EXERCISE GOAL
Print the stretch of the icemaker forum thread between "# G.E. Refrigerator" and "could be wrong?", inclusive, word for word.

+++ TEXT SHOWN +++

# G.E. Refrigerator Icemaker Does Not Work



## g8tkeeper (Jun 25, 2009)

I have a G.E. Refrigerator, Model#GSS22WGPC and the Ice Maker recently stopped working. There is no ice in the tray and no water in the tray. As far as I know, it does not have a Eye Beam or wire handle. Per the manual, it has a feeler arm that when ice is produce and reaches to the level of the feeler arm, it stops producing ice. The manual is located at this site http://products.geappliances.com/Mar...e=49-60458.PDF. I know it isn't the water line because I get water from the dispenser. I've followed the troubleshooting advice from the manual and still nothing. Can anyone tell me what could be wrong?


----------



## boman47k (Aug 25, 2006)

I get water from the dispenser

Which dispenser? Water in the door or the tube going to the icemaker?


----------



## g8tkeeper (Jun 25, 2009)

boman47k said:


> I get water from the dispenser
> 
> Which dispenser? Water in the door or the tube going to the icemaker?


Water in the door


----------



## chrisn (Dec 23, 2007)

Bad valve in back and under the fridge


----------



## boman47k (Aug 25, 2006)

chrisn said:


> Bad valve in back and under the fridge


Thats what I was getting at. Double inlet valve supplying water with a bad solonoid on one side


----------



## gregzoll (Dec 25, 2006)

Here is a list of the parts at repairclinic.com http://www.repairclinic.com/Appliance-Parts?s=t-GSS22WGPC-== The valve is $49.05. I ordered a part for my wash machine on Tuesday night, and got it via Fedex Friday morning. I have used the above mentioned site and have been happy getting stuff quickly and no questions if needing to be returned.

+++ RECORDED DATA +++

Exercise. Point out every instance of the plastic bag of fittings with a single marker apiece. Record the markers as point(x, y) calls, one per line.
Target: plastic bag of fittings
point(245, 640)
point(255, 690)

+++

SOLUTION TO THIS PROBLEM
# G.E. Refrigerator Icemaker Does Not Work



## g8tkeeper (Jun 25, 2009)

I have a G.E. Refrigerator, Model#GSS22WGPC and the Ice Maker recently stopped working. There is no ice in the tray and no water in the tray. As far as I know, it does not have a Eye Beam or wire handle. Per the manual, it has a feeler arm that when ice is produce and reaches to the level of the feeler arm, it stops producing ice. The manual is located at this site http://products.geappliances.com/Mar...e=49-60458.PDF. I know it isn't the water line because I get water from the dispenser. I've followed the troubleshooting advice from the manual and still nothing. Can anyone tell me what could be wrong?